— Start of Material for the task —
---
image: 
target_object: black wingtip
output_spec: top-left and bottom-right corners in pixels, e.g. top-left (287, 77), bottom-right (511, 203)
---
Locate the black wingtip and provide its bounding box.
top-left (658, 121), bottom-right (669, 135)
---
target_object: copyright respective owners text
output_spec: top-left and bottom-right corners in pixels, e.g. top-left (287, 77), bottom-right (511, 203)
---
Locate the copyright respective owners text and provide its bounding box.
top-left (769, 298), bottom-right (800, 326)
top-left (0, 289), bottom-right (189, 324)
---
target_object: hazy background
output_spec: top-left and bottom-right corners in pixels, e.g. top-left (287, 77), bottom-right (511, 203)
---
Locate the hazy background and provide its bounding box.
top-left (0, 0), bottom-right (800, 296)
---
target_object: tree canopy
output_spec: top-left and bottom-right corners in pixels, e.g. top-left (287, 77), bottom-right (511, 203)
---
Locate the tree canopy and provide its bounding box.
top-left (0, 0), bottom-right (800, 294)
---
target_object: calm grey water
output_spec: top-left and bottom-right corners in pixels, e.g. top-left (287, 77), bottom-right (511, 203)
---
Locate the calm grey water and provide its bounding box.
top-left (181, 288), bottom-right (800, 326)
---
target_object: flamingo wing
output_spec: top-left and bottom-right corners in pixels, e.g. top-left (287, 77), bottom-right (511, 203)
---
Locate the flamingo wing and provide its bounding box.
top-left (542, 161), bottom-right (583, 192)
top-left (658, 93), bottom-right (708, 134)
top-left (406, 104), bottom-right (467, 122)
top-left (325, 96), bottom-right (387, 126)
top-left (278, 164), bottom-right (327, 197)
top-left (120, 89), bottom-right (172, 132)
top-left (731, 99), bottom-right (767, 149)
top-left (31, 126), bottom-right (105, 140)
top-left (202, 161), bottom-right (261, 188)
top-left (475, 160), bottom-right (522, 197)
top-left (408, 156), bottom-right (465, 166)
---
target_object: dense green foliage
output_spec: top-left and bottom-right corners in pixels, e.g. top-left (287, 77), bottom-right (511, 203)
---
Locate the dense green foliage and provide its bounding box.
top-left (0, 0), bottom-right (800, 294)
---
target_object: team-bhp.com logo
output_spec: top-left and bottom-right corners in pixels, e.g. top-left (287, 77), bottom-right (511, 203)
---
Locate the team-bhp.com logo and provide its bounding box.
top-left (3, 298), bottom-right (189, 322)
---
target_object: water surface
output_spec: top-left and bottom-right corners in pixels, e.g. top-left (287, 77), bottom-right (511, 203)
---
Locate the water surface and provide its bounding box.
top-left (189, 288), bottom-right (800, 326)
— End of Material for the task —
# Short exercise
Rescale the stretch of items from the start through the line containing "top-left (181, 288), bottom-right (800, 326)", and give every line again, requests included. Multiply each coordinate in the answers by 1.75 and round to whole numbers with halves going up, leaving the numbers in the requests and their format samples unchanged.

# Reply to the task
---
image: 
target_object: black wingtip
output_spec: top-left and bottom-right corners in pixels, e.g. top-left (287, 77), bottom-right (511, 203)
---
Locate the black wingtip and provide its bounding box.
top-left (1152, 212), bottom-right (1171, 236)
---
target_object: copyright respective owners text
output_spec: top-left and bottom-right corners in pixels, e.g. top-left (287, 77), bottom-right (511, 203)
---
Locate the copyright respective owners text and provide its bounding box.
top-left (1346, 522), bottom-right (1400, 571)
top-left (0, 506), bottom-right (331, 567)
---
target_object: hazy background
output_spec: top-left and bottom-right corners in pixels, e.g. top-left (287, 77), bottom-right (511, 203)
---
Locate the hazy background and provide its bounding box.
top-left (0, 0), bottom-right (1400, 518)
---
target_object: tree canopy
output_spec: top-left and bottom-right corners in pixels, e.g. top-left (287, 77), bottom-right (511, 203)
---
Locate the tree canopy and provide its bounding box.
top-left (0, 0), bottom-right (1400, 515)
---
target_object: calm grey water
output_spec: top-left and bottom-right corners in pixels, e.g. top-left (287, 77), bottom-right (511, 203)
---
Locate the calm grey water and provide its bounding box.
top-left (317, 504), bottom-right (1400, 571)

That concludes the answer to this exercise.